- _Task statement_: Write out the rows below word for word, from the line with "# point at: stone masonry" up to and including the line with "x=262, y=171". Leave the pictures out of your answer.

- _Exercise inputs_:
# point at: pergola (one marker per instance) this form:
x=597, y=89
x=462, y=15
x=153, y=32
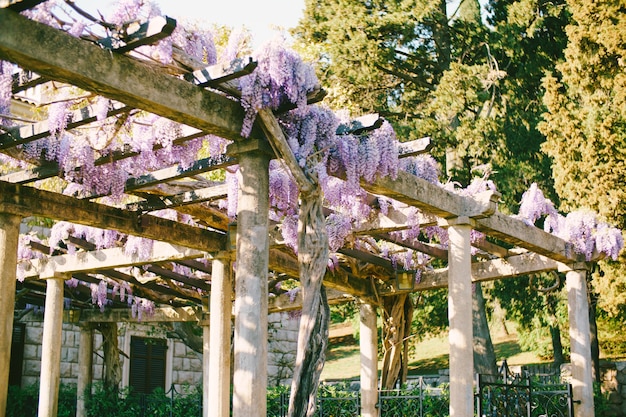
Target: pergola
x=55, y=55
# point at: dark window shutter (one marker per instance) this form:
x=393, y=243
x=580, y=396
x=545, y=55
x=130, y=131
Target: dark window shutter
x=147, y=364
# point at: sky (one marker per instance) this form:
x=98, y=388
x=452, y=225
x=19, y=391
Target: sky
x=259, y=16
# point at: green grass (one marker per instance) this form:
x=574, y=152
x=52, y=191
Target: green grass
x=429, y=356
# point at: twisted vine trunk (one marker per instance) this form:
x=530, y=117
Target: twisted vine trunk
x=313, y=333
x=398, y=313
x=112, y=365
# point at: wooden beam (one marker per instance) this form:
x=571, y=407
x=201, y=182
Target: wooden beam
x=60, y=56
x=414, y=147
x=135, y=34
x=19, y=5
x=513, y=266
x=92, y=261
x=28, y=133
x=518, y=233
x=430, y=198
x=27, y=201
x=176, y=172
x=161, y=314
x=166, y=273
x=190, y=197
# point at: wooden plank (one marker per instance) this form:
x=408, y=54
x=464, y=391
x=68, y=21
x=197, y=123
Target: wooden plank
x=135, y=34
x=513, y=266
x=214, y=75
x=518, y=233
x=19, y=5
x=29, y=133
x=161, y=314
x=27, y=201
x=194, y=282
x=418, y=192
x=177, y=172
x=51, y=169
x=414, y=147
x=361, y=125
x=92, y=261
x=59, y=56
x=190, y=197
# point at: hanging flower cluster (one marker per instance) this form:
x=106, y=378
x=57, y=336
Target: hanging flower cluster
x=581, y=228
x=281, y=79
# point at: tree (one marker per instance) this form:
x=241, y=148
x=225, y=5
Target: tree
x=585, y=127
x=409, y=62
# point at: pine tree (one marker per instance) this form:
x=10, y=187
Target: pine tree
x=585, y=127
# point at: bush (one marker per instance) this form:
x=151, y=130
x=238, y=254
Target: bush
x=24, y=402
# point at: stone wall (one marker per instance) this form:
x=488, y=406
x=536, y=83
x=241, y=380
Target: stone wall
x=185, y=365
x=281, y=352
x=614, y=387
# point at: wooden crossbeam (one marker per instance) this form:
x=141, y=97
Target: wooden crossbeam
x=361, y=125
x=430, y=198
x=51, y=169
x=19, y=5
x=23, y=80
x=369, y=258
x=27, y=201
x=151, y=290
x=215, y=75
x=190, y=197
x=176, y=172
x=513, y=266
x=29, y=133
x=431, y=250
x=133, y=35
x=93, y=261
x=60, y=56
x=518, y=233
x=415, y=147
x=194, y=282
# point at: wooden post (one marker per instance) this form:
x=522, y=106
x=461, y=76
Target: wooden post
x=218, y=395
x=85, y=367
x=51, y=348
x=9, y=236
x=460, y=318
x=368, y=344
x=580, y=340
x=250, y=339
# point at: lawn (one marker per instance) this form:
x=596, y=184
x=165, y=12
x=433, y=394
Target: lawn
x=429, y=356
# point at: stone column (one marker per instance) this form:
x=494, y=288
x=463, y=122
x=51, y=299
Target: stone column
x=85, y=367
x=250, y=339
x=460, y=318
x=217, y=402
x=51, y=348
x=580, y=340
x=368, y=344
x=9, y=237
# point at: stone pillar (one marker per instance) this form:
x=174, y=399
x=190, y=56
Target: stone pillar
x=9, y=237
x=85, y=367
x=217, y=403
x=250, y=339
x=51, y=348
x=368, y=344
x=580, y=340
x=460, y=318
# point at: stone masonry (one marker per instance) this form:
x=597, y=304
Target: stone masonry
x=186, y=364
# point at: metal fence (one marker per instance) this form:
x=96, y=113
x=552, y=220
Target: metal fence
x=419, y=399
x=523, y=395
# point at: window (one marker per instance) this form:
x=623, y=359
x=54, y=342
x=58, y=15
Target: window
x=17, y=354
x=147, y=364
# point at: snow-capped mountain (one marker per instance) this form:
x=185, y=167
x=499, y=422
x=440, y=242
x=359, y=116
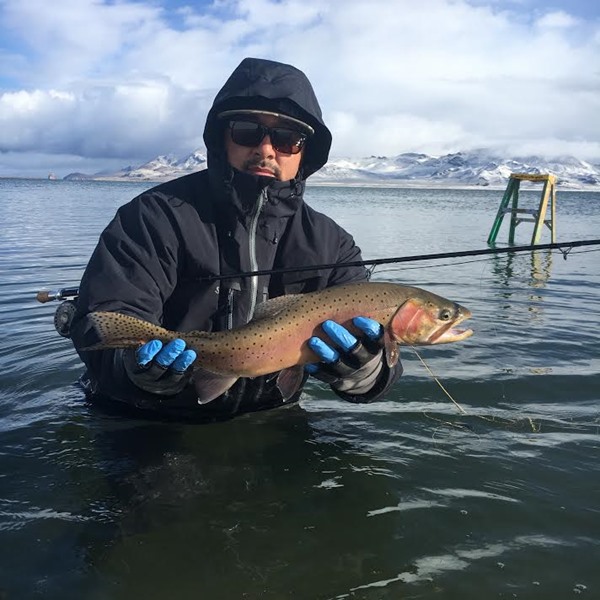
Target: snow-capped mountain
x=479, y=167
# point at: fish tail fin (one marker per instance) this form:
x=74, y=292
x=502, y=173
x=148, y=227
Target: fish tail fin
x=116, y=330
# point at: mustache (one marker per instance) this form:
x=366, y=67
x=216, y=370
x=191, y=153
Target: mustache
x=272, y=166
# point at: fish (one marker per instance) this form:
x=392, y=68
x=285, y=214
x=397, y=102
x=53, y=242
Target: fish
x=275, y=340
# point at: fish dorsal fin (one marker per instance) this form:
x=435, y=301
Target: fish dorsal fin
x=274, y=306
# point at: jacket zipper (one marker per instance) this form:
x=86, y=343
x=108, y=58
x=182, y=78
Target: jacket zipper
x=252, y=251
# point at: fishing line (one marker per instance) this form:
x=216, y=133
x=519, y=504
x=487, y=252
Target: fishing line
x=565, y=248
x=460, y=408
x=401, y=259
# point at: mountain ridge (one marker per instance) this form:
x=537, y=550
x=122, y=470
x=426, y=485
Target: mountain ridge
x=468, y=168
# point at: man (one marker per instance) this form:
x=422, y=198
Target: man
x=264, y=136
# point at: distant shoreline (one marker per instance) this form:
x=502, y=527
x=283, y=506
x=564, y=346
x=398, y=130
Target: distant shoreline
x=383, y=184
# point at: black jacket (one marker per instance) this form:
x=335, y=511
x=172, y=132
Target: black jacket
x=154, y=258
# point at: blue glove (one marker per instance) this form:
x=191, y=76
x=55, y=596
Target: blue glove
x=349, y=364
x=160, y=369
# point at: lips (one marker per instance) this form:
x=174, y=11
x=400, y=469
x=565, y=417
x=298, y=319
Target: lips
x=262, y=171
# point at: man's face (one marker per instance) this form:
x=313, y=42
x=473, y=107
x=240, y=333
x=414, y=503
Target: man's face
x=263, y=159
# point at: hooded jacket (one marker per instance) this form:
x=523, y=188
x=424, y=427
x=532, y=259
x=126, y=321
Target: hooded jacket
x=155, y=259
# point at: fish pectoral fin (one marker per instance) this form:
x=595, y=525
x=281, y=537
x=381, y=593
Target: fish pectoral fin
x=289, y=381
x=391, y=350
x=211, y=385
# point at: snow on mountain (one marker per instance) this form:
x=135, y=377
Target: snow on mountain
x=478, y=167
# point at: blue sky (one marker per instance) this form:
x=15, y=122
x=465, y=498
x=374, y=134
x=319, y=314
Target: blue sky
x=87, y=85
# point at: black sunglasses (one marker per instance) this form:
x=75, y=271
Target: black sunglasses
x=251, y=134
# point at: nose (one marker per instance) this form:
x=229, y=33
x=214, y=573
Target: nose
x=265, y=148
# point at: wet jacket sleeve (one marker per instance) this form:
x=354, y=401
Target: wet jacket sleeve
x=133, y=270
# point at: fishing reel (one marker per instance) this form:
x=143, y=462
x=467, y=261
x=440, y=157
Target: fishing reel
x=63, y=316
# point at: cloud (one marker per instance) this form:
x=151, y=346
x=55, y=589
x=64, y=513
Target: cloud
x=130, y=80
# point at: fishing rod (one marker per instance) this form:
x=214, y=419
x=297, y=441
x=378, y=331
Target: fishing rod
x=566, y=247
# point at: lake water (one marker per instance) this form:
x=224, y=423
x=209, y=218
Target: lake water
x=405, y=498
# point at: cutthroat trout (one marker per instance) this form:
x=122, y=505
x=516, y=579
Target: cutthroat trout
x=276, y=338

- _Full response_:
# point at: stone masonry (one marker per instance) this form:
x=597, y=304
Target: stone masonry
x=186, y=364
# point at: metal fence (one marker per instance) this form:
x=96, y=113
x=552, y=220
Target: metal fence
x=419, y=399
x=523, y=395
# point at: window (one marker per instance) this form:
x=623, y=359
x=54, y=342
x=58, y=15
Target: window
x=17, y=354
x=147, y=364
# point at: snow-capped mountain (one marker per instance) this form:
x=185, y=167
x=499, y=422
x=440, y=242
x=359, y=116
Target: snow-capped mountain
x=479, y=167
# point at: fish tail fin (one marker per instance) this form:
x=74, y=292
x=502, y=173
x=148, y=227
Target: fish tail fin
x=116, y=330
# point at: mustache (one marker per instance) this form:
x=366, y=67
x=216, y=370
x=191, y=153
Target: mustache
x=272, y=166
# point at: fish (one marker per instance) this form:
x=392, y=68
x=285, y=214
x=397, y=102
x=53, y=242
Target: fish
x=275, y=340
# point at: fish dorsal fin (one marker per instance) this form:
x=435, y=301
Target: fish dorsal fin
x=274, y=306
# point at: jacket zipper (one marker per instance) this form:
x=86, y=343
x=108, y=58
x=182, y=78
Target: jacket zipper
x=252, y=251
# point at: fishing line (one marker per instance) this form:
x=216, y=133
x=519, y=504
x=487, y=252
Target: fishing line
x=565, y=248
x=460, y=408
x=401, y=259
# point at: mountain ridge (one marker per instance) this form:
x=537, y=550
x=122, y=470
x=426, y=485
Target: mountain ridge
x=468, y=168
# point at: man (one marker per instance) this form:
x=422, y=198
Target: man
x=264, y=136
# point at: distant shoreline (one marker per instance) this form:
x=502, y=527
x=283, y=506
x=564, y=346
x=398, y=130
Target: distant shoreline
x=383, y=184
# point at: black jacket (one marker per instance) this form:
x=335, y=511
x=172, y=132
Target: black jacket
x=154, y=258
# point at: blue glove (one marker per instance) this form:
x=191, y=76
x=55, y=596
Target: blue glove
x=349, y=364
x=160, y=369
# point at: lips (one marker per instance) this form:
x=174, y=11
x=400, y=469
x=565, y=417
x=298, y=319
Target: lips
x=262, y=171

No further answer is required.